[Raw records]
******************************
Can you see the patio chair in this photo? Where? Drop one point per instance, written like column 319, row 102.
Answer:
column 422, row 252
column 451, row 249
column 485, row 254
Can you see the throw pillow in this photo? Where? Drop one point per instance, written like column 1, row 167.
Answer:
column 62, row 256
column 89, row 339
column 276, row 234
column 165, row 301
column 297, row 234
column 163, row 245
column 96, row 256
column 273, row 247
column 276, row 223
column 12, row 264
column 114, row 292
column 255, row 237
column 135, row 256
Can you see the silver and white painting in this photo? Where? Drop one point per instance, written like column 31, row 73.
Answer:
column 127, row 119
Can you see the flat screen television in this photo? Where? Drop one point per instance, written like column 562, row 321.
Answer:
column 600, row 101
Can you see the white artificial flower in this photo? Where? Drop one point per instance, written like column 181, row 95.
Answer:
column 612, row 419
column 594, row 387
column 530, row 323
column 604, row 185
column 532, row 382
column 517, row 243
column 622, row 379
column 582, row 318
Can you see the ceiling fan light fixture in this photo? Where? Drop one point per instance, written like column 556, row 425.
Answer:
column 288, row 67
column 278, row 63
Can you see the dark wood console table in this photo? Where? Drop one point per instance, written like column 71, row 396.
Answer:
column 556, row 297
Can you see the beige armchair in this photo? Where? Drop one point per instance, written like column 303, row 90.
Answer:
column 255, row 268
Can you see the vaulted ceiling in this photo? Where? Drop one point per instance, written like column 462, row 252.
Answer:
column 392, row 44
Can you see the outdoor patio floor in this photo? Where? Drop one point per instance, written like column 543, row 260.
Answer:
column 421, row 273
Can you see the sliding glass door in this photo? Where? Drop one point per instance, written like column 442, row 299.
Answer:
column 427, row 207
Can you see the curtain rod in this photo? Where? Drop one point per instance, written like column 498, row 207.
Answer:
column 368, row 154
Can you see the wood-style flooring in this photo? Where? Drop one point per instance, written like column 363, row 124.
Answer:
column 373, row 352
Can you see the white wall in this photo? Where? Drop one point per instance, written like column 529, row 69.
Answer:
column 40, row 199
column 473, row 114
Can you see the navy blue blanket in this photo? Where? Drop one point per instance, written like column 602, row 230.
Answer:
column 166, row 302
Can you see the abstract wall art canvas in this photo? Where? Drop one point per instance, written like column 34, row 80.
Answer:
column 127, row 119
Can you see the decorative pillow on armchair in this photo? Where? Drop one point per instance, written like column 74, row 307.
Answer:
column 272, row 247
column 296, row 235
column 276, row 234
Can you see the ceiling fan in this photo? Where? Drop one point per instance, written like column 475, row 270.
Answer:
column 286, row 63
******************************
[What to work on]
Write out the entire listing above again, reproducing every line and every point without any change.

[Solved exercise]
Can you see the patio chair in this photo? Where? Drop one point per instance, written like column 319, row 102.
Answer:
column 422, row 252
column 451, row 249
column 485, row 254
Can you see the throw pillow in this photo? Where? Drop one point per instance, written like column 1, row 167.
Answer:
column 62, row 256
column 89, row 339
column 276, row 234
column 165, row 301
column 297, row 234
column 163, row 245
column 96, row 256
column 273, row 247
column 276, row 223
column 12, row 264
column 114, row 292
column 255, row 237
column 135, row 256
Can you see the silver and white painting in this photo? Where? Drop one point per instance, written like column 31, row 73.
Answer:
column 127, row 119
Can you see the flat screen television in this photo? Where? Drop one point per instance, written like column 562, row 321.
Answer:
column 600, row 101
Can you see the white artificial flower in this photo? Where? Drop one point per instance, written like column 181, row 95.
Answer:
column 612, row 419
column 594, row 387
column 530, row 323
column 604, row 185
column 532, row 382
column 517, row 243
column 622, row 379
column 582, row 318
Can you see the ceiling fan light fixture in this photo? Where? Drop one point per instance, written like column 556, row 425.
Answer:
column 288, row 67
column 278, row 63
Can you see the dark wood console table in this photo? Where? Drop one point per instance, written like column 71, row 396.
Answer:
column 556, row 297
Can you see the beige armchair in this photo? Where? Drop one point per instance, written like column 303, row 90.
Answer:
column 255, row 268
Can you see the vaulted ceiling in this photo? Where? Drop one point per instance, written like column 462, row 252.
Answer:
column 392, row 44
Can you see the outdoor patio floor in this photo? Where? Drop one point per instance, written like column 543, row 260.
Answer:
column 421, row 273
Can you see the sliding glass door in this photo? Where? Drop one point per instance, written like column 442, row 299.
Answer:
column 427, row 207
Can you see the curtain rod in this photo? Where? Drop one point per instance, written like column 498, row 207.
Answer:
column 368, row 154
Can you see the wood-style flooring in this photo? Where? Drop one point per instance, written like column 363, row 124.
Answer:
column 373, row 352
Can you see the white wall in this photo? Where? Drop one point per instance, written like column 529, row 69.
Answer:
column 40, row 199
column 473, row 114
Can you see the navy blue blanket in this photo? Where? Drop one point per instance, written like column 602, row 230.
Answer:
column 166, row 302
Can you see the abstract wall art canvas in this photo? Where? Drop one point per instance, written like column 34, row 80.
Answer:
column 127, row 119
Can you see the decorative pillow on armchair in this photo? Where? Drop one point per instance, written like column 74, row 307.
Answer:
column 272, row 247
column 296, row 235
column 276, row 234
Can you see the ceiling fan in this photo? Where? Drop one point per instance, written like column 475, row 270.
Answer:
column 286, row 63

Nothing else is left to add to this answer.